▼
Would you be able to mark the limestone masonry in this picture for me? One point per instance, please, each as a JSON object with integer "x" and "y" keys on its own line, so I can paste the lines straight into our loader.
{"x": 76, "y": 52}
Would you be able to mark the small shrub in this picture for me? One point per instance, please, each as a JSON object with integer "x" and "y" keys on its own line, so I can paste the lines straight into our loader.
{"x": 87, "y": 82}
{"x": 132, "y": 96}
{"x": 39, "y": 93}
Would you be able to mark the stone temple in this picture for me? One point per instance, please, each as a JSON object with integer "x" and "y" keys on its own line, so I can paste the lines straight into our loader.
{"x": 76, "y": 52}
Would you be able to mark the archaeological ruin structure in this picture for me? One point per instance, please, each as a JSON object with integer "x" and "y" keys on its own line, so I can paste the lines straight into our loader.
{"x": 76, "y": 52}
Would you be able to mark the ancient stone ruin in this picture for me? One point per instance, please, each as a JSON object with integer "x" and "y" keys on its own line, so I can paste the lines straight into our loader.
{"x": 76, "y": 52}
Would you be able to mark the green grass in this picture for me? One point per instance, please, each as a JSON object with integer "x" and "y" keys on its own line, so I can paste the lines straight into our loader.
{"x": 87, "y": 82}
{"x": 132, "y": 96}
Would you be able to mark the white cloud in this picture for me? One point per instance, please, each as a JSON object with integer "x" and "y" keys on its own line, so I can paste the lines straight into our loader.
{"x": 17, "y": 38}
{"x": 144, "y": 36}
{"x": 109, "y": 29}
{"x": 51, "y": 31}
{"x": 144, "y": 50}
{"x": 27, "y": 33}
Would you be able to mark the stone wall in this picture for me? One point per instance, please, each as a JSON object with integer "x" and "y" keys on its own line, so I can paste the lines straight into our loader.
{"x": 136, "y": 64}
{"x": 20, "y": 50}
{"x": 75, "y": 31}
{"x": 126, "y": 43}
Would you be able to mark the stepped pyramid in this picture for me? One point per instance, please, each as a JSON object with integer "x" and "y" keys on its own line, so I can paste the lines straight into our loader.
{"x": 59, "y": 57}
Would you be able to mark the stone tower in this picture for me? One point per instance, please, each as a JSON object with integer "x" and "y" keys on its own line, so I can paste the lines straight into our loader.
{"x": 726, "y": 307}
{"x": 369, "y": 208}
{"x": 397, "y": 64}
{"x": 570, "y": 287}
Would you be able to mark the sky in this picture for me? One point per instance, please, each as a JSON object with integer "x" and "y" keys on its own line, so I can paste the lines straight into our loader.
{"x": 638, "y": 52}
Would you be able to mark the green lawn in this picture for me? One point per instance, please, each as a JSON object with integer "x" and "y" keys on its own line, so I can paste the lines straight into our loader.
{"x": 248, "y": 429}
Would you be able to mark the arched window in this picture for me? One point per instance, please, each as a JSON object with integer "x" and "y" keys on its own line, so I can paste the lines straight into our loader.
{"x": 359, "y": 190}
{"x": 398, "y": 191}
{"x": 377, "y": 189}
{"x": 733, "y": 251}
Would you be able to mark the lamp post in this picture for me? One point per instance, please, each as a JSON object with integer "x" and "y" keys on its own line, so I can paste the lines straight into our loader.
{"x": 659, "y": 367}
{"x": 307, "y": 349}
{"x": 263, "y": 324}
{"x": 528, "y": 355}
▲
Rewrite the rows starting with the one that contains "Would you be able to mark the stone tower" and going on through the last row, keeping the requests unchanged. Multiply every x and y coordinate in the answers by 1.2 and round each to a whole number, with halves rounded up.

--- Solution below ---
Would you be able to mark the stone tower in this picture for me? One point per instance, please, each as a JSON object with integer "x" and "y" keys on its own line, so I can paste the lines straight into our loader.
{"x": 871, "y": 368}
{"x": 443, "y": 250}
{"x": 476, "y": 77}
{"x": 684, "y": 344}
Would you be able to mark the sky in this picture for me? One point per instance, please, each as a JSON object with integer "x" and "y" keys on its own line, so I can paste the lines straight into our loader.
{"x": 766, "y": 62}
Would you be able to mark the green lawn in this picture for me? One point per instance, please, each as a JSON object with integer "x" and "y" keys on its own line, so I can paste the lines straight into our loader.
{"x": 298, "y": 515}
Would you be able to mark the arched window in this picture for me? One point per instance, please, each as a JSON object with integer "x" and "y" keys on its own line, so I can paste the lines straight into our loader.
{"x": 431, "y": 228}
{"x": 478, "y": 229}
{"x": 452, "y": 227}
{"x": 880, "y": 301}
Would you be able to mark the lamp post in this picture for me? One point per instance, please, each as a JSON object with integer "x" and "y" keys on its own line, so I can paste the lines straight into our loader.
{"x": 791, "y": 440}
{"x": 368, "y": 419}
{"x": 316, "y": 389}
{"x": 634, "y": 426}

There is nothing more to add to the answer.